**SOURCE TEXT**
# # # # # # #
A rich vein of a more helpful brand of natural theology remained in the Catholic Church, alongside an understanding of aesthetics that drives worship, wonder and science. Beauty in both theology and science has been receiving increasing attention from Protestant and Catholic writers in recent decades. Natural theology is going through a process of redemption in scholarly circles, though maybe it needs a new name…
Last week we had a discussion at The Faraday Institute on how God acts in the world. How can we understand the way in which God sustains the world day-to-day, and his providence? We’re not talking about miracles here (which do happen, and by definition are special signs of God’s grace), but about God’s interaction with the world of matter and energy. Also, what about ‘miracles of timing’? How does God answer my prayers without rearranging the whole cosmos every time? Of course an all-powerful God can rearrange things whenever he chooses, but at times he seems to use the normal workings of the world to carry out his purposes.
For some the question of how God acts is not particularly troubling: God does what he wants. For others, John Polkinghorne included, it would be both intellectually lazy and ungrateful not to give time to the question ‘how exactly does God act?’
In the Bible God reveals himself as an all-powerful all-loving being who creates and controls everything that exists, so bringing about his purposes. God’s ultimate revelation of himself was through his son Jesus, who set us the example of doing a lot of praying. The early theologian Augustine’s interpretation of the Bible was that God upholds creation and established laws that govern everything, though he is not constrained by them. Later in church history, Thomas Aquinas spoke of the unchanging God as the timeless primary cause of all things. All the other processes of the world involve time and therefore change, and he referred to these as the ‘secondary causes’. It is these secondary causes that scientists investigate and seek to understand.
Certain physicists, Laplace included, then proposed that the universe is deterministic. If we were intelligent enough, the theory goes, we could predict every event though the behaviour of its constituent parts. However, we now know that we do not live in a deterministic universe and so quantum uncertainty, chaos theory, emergent phenomena and the complexity of the human brain have all been suggested as the ‘causal joint’ through which God works. Others find the notion of a ‘causal joint’ unsatisfactory because it implies that God is not continually upholding and sustaining everything that exists. Of course during these discussions God continues to act, hopefully amused rather than angered by our philosophical probing.
# # # # # # #
Print the text on how God acts in the world in full, word for word. The listing that comes next is from a separate source.

**INFORMATION SUPPLIED**
# # # # # # #
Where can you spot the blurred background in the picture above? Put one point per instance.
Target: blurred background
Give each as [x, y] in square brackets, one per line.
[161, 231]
# # # # # # #
**SOLUTION TO THE EXERCISE**
A rich vein of a more helpful brand of natural theology remained in the Catholic Church, alongside an understanding of aesthetics that drives worship, wonder and science. Beauty in both theology and science has been receiving increasing attention from Protestant and Catholic writers in recent decades. Natural theology is going through a process of redemption in scholarly circles, though maybe it needs a new name…
Last week we had a discussion at The Faraday Institute on how God acts in the world. How can we understand the way in which God sustains the world day-to-day, and his providence? We’re not talking about miracles here (which do happen, and by definition are special signs of God’s grace), but about God’s interaction with the world of matter and energy. Also, what about ‘miracles of timing’? How does God answer my prayers without rearranging the whole cosmos every time? Of course an all-powerful God can rearrange things whenever he chooses, but at times he seems to use the normal workings of the world to carry out his purposes.
For some the question of how God acts is not particularly troubling: God does what he wants. For others, John Polkinghorne included, it would be both intellectually lazy and ungrateful not to give time to the question ‘how exactly does God act?’
In the Bible God reveals himself as an all-powerful all-loving being who creates and controls everything that exists, so bringing about his purposes. God’s ultimate revelation of himself was through his son Jesus, who set us the example of doing a lot of praying. The early theologian Augustine’s interpretation of the Bible was that God upholds creation and established laws that govern everything, though he is not constrained by them. Later in church history, Thomas Aquinas spoke of the unchanging God as the timeless primary cause of all things. All the other processes of the world involve time and therefore change, and he referred to these as the ‘secondary causes’. It is these secondary causes that scientists investigate and seek to understand.
Certain physicists, Laplace included, then proposed that the universe is deterministic. If we were intelligent enough, the theory goes, we could predict every event though the behaviour of its constituent parts. However, we now know that we do not live in a deterministic universe and so quantum uncertainty, chaos theory, emergent phenomena and the complexity of the human brain have all been suggested as the ‘causal joint’ through which God works. Others find the notion of a ‘causal joint’ unsatisfactory because it implies that God is not continually upholding and sustaining everything that exists. Of course during these discussions God continues to act, hopefully amused rather than angered by our philosophical probing.